==== DATA FOR PROCESSING ====

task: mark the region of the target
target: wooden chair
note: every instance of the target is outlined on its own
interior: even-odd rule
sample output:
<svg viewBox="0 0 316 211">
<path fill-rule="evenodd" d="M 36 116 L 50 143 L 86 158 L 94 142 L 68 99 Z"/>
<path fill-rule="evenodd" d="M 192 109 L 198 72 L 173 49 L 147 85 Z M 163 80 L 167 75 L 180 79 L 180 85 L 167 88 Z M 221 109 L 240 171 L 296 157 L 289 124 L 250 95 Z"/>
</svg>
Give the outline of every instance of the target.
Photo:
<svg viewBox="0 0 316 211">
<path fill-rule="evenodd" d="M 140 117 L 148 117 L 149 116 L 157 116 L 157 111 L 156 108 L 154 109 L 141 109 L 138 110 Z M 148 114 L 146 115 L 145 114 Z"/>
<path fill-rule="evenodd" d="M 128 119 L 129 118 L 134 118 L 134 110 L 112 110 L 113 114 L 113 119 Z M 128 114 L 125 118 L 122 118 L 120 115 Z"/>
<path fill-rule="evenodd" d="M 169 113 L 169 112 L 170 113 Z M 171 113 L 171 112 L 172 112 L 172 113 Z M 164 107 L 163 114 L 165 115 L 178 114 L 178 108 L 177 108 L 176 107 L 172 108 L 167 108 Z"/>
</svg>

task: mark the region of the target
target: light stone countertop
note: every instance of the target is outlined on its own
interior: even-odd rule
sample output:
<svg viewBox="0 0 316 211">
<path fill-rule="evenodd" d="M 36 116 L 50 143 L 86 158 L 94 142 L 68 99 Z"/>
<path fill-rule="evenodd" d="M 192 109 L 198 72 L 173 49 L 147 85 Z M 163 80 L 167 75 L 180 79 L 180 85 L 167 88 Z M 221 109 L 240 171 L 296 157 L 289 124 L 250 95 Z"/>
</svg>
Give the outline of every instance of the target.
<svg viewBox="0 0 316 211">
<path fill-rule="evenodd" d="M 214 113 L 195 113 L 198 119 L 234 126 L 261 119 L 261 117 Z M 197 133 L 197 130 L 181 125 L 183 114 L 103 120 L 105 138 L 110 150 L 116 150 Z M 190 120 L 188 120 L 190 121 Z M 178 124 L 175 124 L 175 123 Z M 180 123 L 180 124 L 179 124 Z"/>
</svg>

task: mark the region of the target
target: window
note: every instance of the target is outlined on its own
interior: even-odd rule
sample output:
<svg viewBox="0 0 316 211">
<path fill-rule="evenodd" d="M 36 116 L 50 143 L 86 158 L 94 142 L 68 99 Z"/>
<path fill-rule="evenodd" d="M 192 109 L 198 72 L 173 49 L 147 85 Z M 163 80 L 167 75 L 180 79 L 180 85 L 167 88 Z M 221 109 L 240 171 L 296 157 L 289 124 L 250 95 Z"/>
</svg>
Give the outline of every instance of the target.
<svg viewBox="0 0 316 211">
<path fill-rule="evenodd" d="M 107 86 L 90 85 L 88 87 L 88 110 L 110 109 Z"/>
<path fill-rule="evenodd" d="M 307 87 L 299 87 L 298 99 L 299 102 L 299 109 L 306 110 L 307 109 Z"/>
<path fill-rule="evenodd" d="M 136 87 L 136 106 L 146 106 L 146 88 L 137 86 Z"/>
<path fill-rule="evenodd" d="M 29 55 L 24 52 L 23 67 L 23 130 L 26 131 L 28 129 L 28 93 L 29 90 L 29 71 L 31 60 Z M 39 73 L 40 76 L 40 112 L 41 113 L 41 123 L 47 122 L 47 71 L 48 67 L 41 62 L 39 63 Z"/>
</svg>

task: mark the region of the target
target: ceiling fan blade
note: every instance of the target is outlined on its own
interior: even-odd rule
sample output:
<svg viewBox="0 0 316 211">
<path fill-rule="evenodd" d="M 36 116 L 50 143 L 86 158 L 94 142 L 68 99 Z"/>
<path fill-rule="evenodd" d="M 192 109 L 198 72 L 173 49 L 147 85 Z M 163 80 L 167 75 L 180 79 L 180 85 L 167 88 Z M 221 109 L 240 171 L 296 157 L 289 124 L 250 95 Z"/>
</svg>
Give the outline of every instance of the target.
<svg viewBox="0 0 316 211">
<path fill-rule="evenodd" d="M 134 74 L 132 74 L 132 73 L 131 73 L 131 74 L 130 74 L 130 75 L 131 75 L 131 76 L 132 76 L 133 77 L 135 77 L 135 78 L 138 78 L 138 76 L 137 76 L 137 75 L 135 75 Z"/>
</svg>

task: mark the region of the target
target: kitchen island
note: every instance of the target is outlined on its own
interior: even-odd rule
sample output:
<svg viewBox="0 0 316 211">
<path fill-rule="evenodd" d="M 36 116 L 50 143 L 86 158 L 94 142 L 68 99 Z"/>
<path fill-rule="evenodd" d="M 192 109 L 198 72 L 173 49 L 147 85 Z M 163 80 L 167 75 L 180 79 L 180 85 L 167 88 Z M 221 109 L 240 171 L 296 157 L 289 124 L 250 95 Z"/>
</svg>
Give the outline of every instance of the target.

====

Copy out everything from the start of the items down to the line containing "128 119 L 129", with that line included.

task: mark the region of the target
target: wooden chair
note: every instance of the target is outlined on its own
interior: even-odd rule
sample output:
<svg viewBox="0 0 316 211">
<path fill-rule="evenodd" d="M 36 116 L 50 143 L 86 158 L 94 142 L 68 99 Z"/>
<path fill-rule="evenodd" d="M 192 109 L 198 72 L 173 49 L 147 85 Z M 163 80 L 167 75 L 180 79 L 180 85 L 167 88 Z M 221 109 L 240 171 L 296 157 L 289 124 L 250 95 Z"/>
</svg>
Give the outline of every instance of the target.
Photo:
<svg viewBox="0 0 316 211">
<path fill-rule="evenodd" d="M 140 117 L 148 117 L 149 116 L 157 116 L 157 111 L 156 108 L 154 109 L 141 109 L 138 110 Z M 148 114 L 146 115 L 145 114 Z"/>
<path fill-rule="evenodd" d="M 128 119 L 129 118 L 134 118 L 134 110 L 112 110 L 113 114 L 113 119 Z M 128 114 L 125 118 L 122 118 L 120 115 Z"/>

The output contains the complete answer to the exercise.